begin Information shown

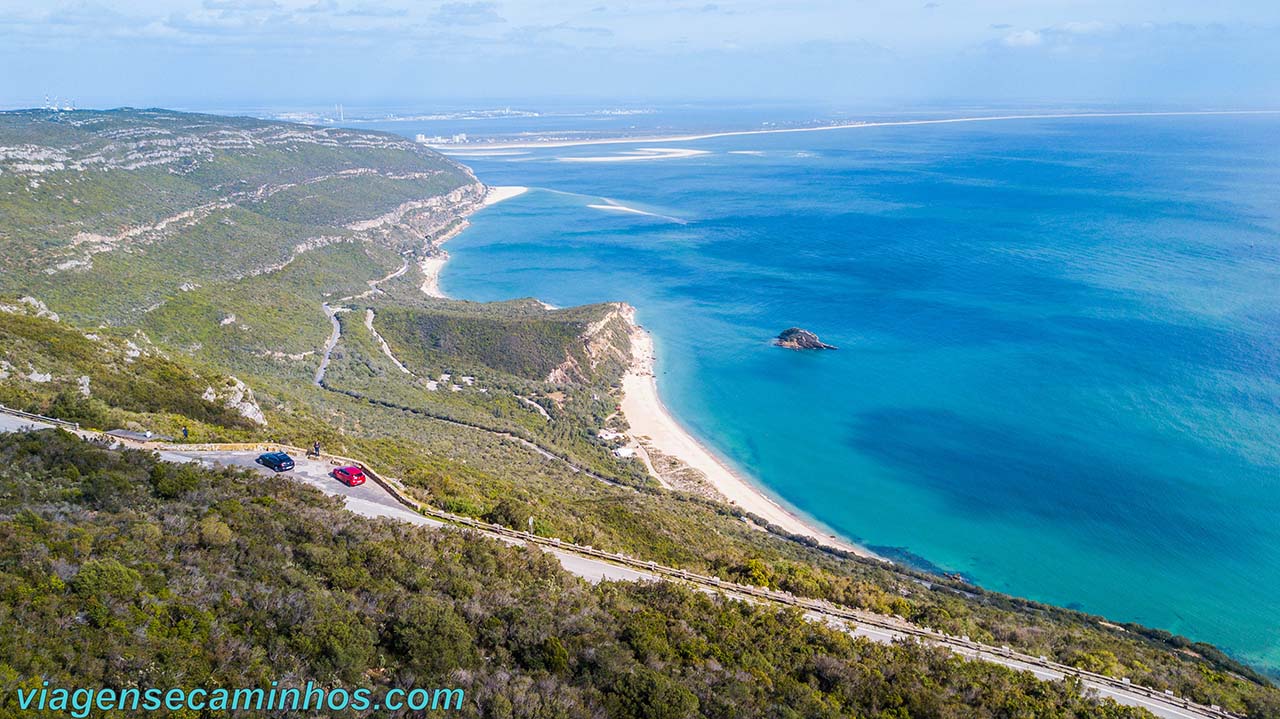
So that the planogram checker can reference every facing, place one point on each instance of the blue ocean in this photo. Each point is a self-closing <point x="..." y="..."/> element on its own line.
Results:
<point x="1059" y="366"/>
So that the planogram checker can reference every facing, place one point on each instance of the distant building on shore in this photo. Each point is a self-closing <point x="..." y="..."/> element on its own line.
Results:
<point x="440" y="140"/>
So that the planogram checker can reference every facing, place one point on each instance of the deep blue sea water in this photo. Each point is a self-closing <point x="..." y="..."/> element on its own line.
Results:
<point x="1059" y="367"/>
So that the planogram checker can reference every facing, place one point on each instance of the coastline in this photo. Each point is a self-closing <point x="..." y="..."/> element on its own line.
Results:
<point x="649" y="418"/>
<point x="639" y="140"/>
<point x="653" y="425"/>
<point x="433" y="265"/>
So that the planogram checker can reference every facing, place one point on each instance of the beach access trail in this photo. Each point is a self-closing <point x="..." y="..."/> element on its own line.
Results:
<point x="384" y="498"/>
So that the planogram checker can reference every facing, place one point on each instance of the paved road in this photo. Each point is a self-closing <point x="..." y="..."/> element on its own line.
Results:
<point x="373" y="500"/>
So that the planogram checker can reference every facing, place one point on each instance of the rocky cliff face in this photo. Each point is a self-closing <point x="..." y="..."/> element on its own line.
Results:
<point x="796" y="338"/>
<point x="604" y="342"/>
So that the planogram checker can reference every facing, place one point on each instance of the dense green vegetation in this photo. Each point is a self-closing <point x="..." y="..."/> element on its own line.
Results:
<point x="108" y="381"/>
<point x="240" y="292"/>
<point x="120" y="571"/>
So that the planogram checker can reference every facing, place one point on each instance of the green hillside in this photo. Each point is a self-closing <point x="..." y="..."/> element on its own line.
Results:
<point x="188" y="577"/>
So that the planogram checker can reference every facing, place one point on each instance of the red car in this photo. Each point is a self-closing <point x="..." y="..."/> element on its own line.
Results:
<point x="350" y="476"/>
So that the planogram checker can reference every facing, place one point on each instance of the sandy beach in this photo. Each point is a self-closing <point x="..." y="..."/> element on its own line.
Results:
<point x="643" y="140"/>
<point x="650" y="420"/>
<point x="433" y="265"/>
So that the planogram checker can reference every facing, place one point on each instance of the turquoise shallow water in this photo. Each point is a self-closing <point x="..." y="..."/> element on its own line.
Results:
<point x="1060" y="340"/>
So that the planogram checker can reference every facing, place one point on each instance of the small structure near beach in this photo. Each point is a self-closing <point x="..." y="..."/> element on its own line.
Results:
<point x="796" y="338"/>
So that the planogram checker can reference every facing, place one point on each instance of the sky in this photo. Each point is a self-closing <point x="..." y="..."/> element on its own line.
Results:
<point x="282" y="53"/>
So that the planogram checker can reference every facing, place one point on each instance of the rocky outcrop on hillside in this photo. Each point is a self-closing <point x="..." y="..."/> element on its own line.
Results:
<point x="604" y="342"/>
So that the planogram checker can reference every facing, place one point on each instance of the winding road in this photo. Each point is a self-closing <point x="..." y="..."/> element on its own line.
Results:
<point x="383" y="499"/>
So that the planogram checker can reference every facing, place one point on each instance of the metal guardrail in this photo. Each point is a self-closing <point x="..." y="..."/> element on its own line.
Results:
<point x="394" y="488"/>
<point x="39" y="417"/>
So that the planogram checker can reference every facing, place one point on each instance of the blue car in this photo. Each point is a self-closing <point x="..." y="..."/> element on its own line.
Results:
<point x="275" y="461"/>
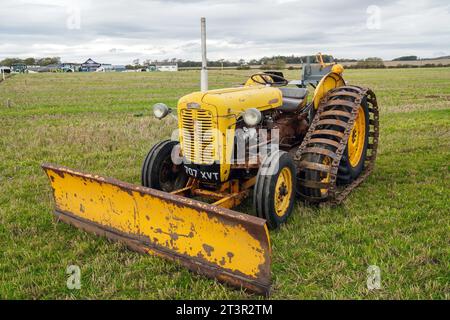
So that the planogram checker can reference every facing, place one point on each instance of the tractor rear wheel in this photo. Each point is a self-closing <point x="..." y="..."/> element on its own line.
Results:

end Information shown

All the records above need to be given again word for word. Skip the pictures.

Answer to the exercise =>
So that the planogram checker can reference every facing, place one point on each instance of the blue ocean in this photo. Each point is a self-closing <point x="..." y="..."/> element on its own line.
Results:
<point x="1059" y="366"/>
So that the planogram checker can reference every facing, place one point on each instance of the distant building on shore in this photo. Each point is a self-closing <point x="..." y="..."/> element on its own line.
Results:
<point x="440" y="140"/>
So that the planogram checker can reference every facing, place one point on each instance of the deep blue sea water in this photo. Each point is a self-closing <point x="..." y="..."/> element on its own line.
Results:
<point x="1059" y="367"/>
So that the planogram checker can reference every facing, place one point on each instance of the coastline in this photo. Each point is a self-closing <point x="..." y="..."/> element on its own line.
Results:
<point x="649" y="418"/>
<point x="639" y="140"/>
<point x="653" y="425"/>
<point x="433" y="265"/>
So that the planogram checker can reference every facing, place one point on each instance of the beach access trail in this photo. Each point is a self-closing <point x="..." y="..."/> element on its own line.
Results:
<point x="384" y="498"/>
So that the planogram checker can reference every facing, place one point on each instance of the paved road in this photo. Each point is a self-closing <point x="..." y="..."/> element on its own line.
Results:
<point x="373" y="500"/>
So that the planogram checker can reference every facing, place one point on each instance of the rocky cliff face in this photo. Each point is a self-closing <point x="..." y="..."/> element on its own line.
Results:
<point x="796" y="338"/>
<point x="604" y="342"/>
So that the planogram checker can reference every facing, place one point on each instance of the dense green vegetation in this photo. Each point is a self-closing <point x="..." y="..."/> element on its own line.
Results:
<point x="108" y="381"/>
<point x="240" y="292"/>
<point x="120" y="571"/>
So that the planogram checker can reference every facing, place one point on each instance of the green hillside in this photo. Each point is a self-closing <point x="..." y="..."/> element on its own line.
Results:
<point x="188" y="577"/>
So that the planogram checker can reference every facing, place one point on each instance of the red car in this photo. Each point is a self-closing <point x="..." y="..."/> element on its own line.
Results:
<point x="350" y="476"/>
So that the planogram checker can reference every facing, place one point on each instance of the sandy beach in this photo. Each point is a self-closing <point x="..." y="..."/> element on its own line.
Results:
<point x="643" y="140"/>
<point x="650" y="420"/>
<point x="433" y="265"/>
So that the planogram checker can reference every facing, place one point on each instance of the turquoise shallow water in this photo. Each point is a self-closing <point x="..." y="..."/> element on its own line.
Results:
<point x="1060" y="340"/>
So that the planogram checker can reference every facing, place one point on each instance of the small structure near beach in this photo. Each point is a self-closing <point x="..." y="..."/> element on its own line.
Results:
<point x="796" y="338"/>
So that the planogram checker can reference every facing, place one point on each instance of the sky in this photo. Each point is a self-closing <point x="..." y="..."/> element on its own line.
Results:
<point x="282" y="53"/>
So that the planogram checker can reference every facing, place one point on each instance of the rocky outcrop on hillside in this photo. Each point is a self-closing <point x="..." y="..."/> element on its own line.
Results:
<point x="604" y="342"/>
So that the planogram checker can reference every facing, place one point on each instance of the winding road in this photo. Each point is a self-closing <point x="..." y="..."/> element on its own line.
Results:
<point x="383" y="499"/>
So that the planogram checker can reference every facing, place one point on each instance of the metal guardrail in this photo. Each point is a self-closing <point x="..." y="..."/> element on its own line.
Results:
<point x="394" y="488"/>
<point x="39" y="417"/>
So that the planogram checker can reference every facing, place one point on each instance of the blue car in this photo. Each point is a self-closing <point x="..." y="..."/> element on its own line.
Results:
<point x="275" y="461"/>
So that the planogram checker can reference every facing, place one point on each instance of the tractor rear wheel in this photo. Each point is a self-closing <point x="..." y="..."/> element on its own line.
Results:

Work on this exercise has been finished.